▶ [Directions for this task] Repeat, exactly and alone, every line from the line that contains "Target = shrub beside path" to the end of the entries.

[Start]

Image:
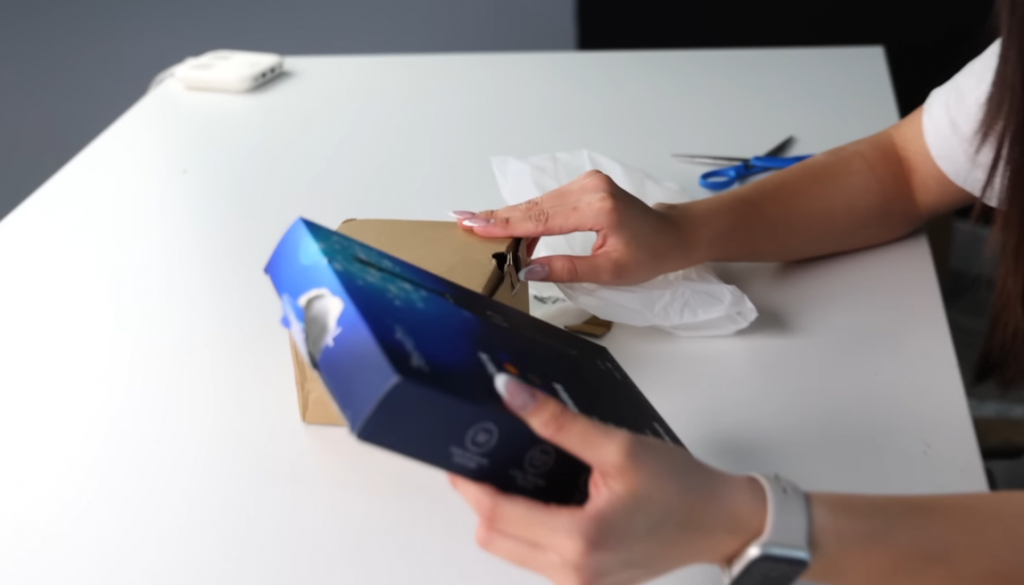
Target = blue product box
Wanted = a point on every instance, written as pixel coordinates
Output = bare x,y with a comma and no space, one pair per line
410,358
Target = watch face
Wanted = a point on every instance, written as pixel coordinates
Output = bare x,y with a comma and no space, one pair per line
771,571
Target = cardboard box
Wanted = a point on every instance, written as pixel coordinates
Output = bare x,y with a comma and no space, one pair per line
440,247
410,359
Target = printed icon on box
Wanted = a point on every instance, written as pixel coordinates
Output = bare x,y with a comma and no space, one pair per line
323,309
481,437
540,459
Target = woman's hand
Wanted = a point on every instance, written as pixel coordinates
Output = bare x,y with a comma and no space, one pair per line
652,507
635,242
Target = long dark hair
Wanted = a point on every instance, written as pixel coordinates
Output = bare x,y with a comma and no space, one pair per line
1003,126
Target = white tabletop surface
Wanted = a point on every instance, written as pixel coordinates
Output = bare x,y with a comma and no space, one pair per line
148,426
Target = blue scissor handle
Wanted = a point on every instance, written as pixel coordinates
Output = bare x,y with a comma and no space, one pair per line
725,177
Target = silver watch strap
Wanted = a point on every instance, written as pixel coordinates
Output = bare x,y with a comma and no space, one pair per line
786,533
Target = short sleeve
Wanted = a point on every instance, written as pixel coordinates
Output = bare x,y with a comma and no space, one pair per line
951,118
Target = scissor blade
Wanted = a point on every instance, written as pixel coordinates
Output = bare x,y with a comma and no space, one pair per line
708,160
778,149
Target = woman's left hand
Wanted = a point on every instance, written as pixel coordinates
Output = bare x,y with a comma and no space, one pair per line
652,506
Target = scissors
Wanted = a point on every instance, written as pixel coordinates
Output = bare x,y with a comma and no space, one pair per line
738,168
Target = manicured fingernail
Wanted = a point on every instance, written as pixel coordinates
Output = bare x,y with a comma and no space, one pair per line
517,395
534,273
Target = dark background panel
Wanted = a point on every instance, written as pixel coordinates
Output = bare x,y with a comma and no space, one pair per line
926,41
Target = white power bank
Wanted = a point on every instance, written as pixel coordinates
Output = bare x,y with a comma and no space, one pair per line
225,70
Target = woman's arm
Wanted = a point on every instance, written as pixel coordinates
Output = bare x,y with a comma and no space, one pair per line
653,507
936,540
866,193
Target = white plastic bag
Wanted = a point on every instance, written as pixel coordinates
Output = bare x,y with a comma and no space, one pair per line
689,302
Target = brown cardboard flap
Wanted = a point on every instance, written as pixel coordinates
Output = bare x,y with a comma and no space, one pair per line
440,247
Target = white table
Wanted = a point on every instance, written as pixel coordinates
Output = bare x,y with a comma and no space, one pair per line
148,430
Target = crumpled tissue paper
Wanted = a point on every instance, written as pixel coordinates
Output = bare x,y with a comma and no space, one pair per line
689,302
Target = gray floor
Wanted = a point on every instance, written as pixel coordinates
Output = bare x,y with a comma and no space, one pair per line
69,68
968,291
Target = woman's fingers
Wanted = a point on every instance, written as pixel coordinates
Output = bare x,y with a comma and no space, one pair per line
569,269
579,216
515,515
592,442
517,551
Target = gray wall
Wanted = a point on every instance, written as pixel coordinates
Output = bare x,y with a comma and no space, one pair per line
68,68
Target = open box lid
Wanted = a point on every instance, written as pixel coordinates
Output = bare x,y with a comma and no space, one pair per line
483,264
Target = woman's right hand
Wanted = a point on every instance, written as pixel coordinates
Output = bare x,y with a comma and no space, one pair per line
635,242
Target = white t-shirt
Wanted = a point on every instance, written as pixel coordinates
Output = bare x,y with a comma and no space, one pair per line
952,114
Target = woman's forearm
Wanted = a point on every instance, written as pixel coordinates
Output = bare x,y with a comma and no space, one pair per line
864,194
911,540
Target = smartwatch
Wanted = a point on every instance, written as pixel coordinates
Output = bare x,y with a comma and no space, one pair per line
782,552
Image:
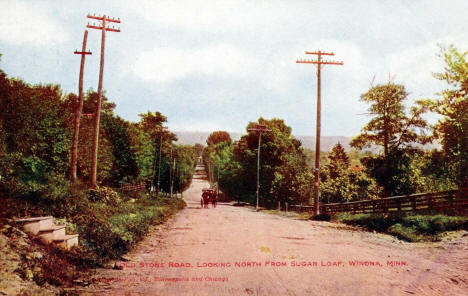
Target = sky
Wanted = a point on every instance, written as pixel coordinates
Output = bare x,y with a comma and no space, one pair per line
217,65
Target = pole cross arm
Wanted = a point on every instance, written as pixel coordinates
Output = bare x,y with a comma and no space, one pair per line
319,62
100,18
82,52
320,53
100,28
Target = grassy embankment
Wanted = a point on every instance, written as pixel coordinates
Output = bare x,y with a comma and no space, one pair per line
408,227
108,223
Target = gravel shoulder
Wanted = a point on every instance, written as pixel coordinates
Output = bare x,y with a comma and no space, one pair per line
231,250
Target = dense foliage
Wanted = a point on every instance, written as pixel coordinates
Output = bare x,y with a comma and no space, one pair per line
36,124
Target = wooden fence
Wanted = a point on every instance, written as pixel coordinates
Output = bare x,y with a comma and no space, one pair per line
455,200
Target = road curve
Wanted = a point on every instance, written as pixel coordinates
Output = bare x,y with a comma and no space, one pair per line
236,251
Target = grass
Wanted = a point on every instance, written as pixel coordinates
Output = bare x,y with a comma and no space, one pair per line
408,227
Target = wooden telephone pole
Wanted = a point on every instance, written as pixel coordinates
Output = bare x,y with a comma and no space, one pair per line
79,109
319,62
97,114
260,128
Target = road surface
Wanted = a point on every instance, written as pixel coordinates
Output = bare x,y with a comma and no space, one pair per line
231,250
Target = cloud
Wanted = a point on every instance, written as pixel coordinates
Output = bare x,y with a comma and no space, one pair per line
25,23
163,64
413,66
202,15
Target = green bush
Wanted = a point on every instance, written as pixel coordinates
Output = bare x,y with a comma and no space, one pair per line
408,227
104,194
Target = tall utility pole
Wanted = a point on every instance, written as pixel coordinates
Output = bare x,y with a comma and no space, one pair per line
260,128
172,174
97,113
319,64
79,109
161,131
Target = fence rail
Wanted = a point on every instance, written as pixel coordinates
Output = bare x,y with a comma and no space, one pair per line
435,201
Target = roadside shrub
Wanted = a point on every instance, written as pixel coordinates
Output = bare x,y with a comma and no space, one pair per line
104,194
408,227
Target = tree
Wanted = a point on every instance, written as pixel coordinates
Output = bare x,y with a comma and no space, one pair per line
218,137
338,160
390,127
395,132
340,183
452,105
124,166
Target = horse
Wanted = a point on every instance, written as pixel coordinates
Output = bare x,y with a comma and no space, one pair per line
214,199
205,199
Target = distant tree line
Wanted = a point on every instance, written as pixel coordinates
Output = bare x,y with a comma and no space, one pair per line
402,166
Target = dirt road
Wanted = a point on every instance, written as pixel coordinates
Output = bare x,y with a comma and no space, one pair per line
236,251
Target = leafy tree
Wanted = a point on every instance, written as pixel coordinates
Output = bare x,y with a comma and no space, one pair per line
452,105
390,127
338,160
283,172
218,137
124,166
395,132
340,183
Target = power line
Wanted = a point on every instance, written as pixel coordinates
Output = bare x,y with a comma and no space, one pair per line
319,62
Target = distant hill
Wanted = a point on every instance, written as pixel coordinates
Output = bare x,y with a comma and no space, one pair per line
192,138
327,143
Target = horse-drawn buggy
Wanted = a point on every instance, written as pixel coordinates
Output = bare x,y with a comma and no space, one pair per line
209,195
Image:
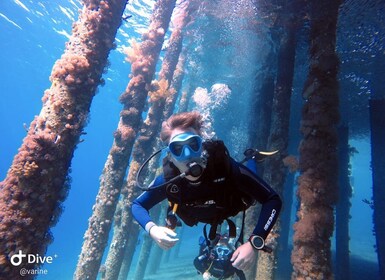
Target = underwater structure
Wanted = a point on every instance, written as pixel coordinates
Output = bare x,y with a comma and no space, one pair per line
179,54
37,182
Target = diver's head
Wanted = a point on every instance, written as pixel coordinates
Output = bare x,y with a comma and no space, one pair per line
182,133
186,152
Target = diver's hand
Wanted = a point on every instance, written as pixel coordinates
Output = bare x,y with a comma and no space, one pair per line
243,258
163,236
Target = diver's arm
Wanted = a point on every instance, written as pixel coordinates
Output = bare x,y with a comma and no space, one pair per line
163,236
249,183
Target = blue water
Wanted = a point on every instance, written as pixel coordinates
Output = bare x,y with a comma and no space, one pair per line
32,38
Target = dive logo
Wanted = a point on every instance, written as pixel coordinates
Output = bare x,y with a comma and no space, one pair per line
17,259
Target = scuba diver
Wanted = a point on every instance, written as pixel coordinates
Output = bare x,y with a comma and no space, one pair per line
204,184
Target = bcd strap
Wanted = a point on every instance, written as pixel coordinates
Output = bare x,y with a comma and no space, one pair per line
213,231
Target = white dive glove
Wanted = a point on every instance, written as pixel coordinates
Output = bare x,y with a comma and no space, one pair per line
163,236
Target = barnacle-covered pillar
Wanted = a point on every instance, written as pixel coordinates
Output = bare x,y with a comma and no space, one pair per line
143,59
37,183
160,92
377,129
311,256
275,170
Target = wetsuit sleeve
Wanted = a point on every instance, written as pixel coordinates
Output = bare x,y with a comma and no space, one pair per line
248,182
148,199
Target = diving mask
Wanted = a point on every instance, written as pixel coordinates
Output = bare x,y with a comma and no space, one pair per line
185,146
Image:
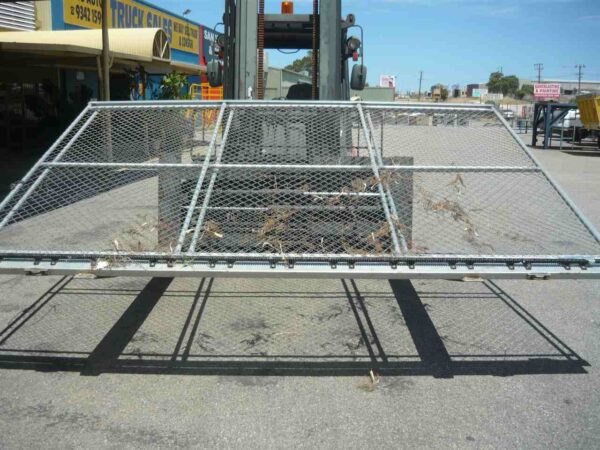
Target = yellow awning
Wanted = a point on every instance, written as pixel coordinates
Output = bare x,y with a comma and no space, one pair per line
139,44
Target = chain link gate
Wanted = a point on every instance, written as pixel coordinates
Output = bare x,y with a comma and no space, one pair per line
336,189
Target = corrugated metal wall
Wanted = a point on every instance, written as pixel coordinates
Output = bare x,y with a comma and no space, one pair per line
17,16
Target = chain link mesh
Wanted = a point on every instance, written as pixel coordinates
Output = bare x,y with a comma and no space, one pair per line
289,180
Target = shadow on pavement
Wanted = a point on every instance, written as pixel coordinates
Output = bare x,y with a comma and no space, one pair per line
207,326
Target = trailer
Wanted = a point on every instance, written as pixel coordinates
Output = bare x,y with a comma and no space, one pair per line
293,189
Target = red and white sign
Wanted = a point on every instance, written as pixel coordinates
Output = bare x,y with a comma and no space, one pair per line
387,81
546,90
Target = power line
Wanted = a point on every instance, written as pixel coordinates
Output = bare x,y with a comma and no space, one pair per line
579,68
539,67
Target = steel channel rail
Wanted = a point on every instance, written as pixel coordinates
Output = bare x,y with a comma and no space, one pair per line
461,271
209,189
293,167
197,189
43,175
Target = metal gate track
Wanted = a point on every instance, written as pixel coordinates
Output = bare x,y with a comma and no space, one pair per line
298,189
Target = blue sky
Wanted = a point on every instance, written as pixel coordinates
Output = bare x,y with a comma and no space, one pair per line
458,41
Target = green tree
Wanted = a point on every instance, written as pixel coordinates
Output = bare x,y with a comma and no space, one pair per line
173,86
510,85
303,64
495,82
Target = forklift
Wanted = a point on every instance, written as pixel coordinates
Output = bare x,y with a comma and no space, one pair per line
248,31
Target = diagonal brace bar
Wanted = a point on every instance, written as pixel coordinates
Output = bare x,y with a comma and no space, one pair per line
43,175
211,184
192,205
374,167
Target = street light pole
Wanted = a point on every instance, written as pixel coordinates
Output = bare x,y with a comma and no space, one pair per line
105,53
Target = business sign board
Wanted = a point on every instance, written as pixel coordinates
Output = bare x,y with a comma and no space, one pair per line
183,34
494,97
387,81
546,90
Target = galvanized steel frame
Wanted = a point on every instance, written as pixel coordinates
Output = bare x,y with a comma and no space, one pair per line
188,263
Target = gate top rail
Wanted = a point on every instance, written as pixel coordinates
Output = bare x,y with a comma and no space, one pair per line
271,186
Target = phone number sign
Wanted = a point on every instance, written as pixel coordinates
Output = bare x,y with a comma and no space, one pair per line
546,90
183,35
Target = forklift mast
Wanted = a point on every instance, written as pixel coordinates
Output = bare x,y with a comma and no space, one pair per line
248,31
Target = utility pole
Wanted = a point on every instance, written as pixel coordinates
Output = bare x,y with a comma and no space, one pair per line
579,68
539,67
105,53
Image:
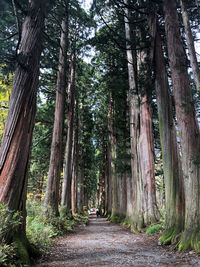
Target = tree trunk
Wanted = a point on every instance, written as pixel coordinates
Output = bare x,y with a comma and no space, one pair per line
67,180
112,156
134,206
190,43
109,155
75,163
174,191
16,143
52,191
146,140
187,126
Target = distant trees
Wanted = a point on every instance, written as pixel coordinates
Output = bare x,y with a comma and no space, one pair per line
16,142
131,105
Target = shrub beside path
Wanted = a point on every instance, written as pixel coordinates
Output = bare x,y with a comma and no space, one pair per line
103,243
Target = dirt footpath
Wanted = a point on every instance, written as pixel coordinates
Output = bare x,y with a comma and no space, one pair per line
102,243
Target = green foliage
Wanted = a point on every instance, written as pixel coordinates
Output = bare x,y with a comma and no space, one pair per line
41,230
126,222
5,92
153,229
169,236
189,240
9,221
8,254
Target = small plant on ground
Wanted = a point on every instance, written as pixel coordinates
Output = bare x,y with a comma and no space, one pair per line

[End]

▶ [Result below]
Target = shrub beside path
Wanted = a point on every instance, written as pixel coordinates
Output = bare x,y with a comma and no space, one pair per line
103,243
Target = dirt footpath
Wanted = a point on every instance, written as pixel coordinates
Output = bare x,y with a comma and no space, one pair per line
102,243
Target = green foliage
Wanted = a point on every instance, written as pixel coordinates
Output = bare x,y with a comma and no space, one pair per line
41,230
126,222
5,92
153,229
169,236
189,240
9,221
8,254
Target = small plant on ground
Wanted = a point on every instance, written as pixel coordinates
Output = bare x,y with a comma and no space, one pair per line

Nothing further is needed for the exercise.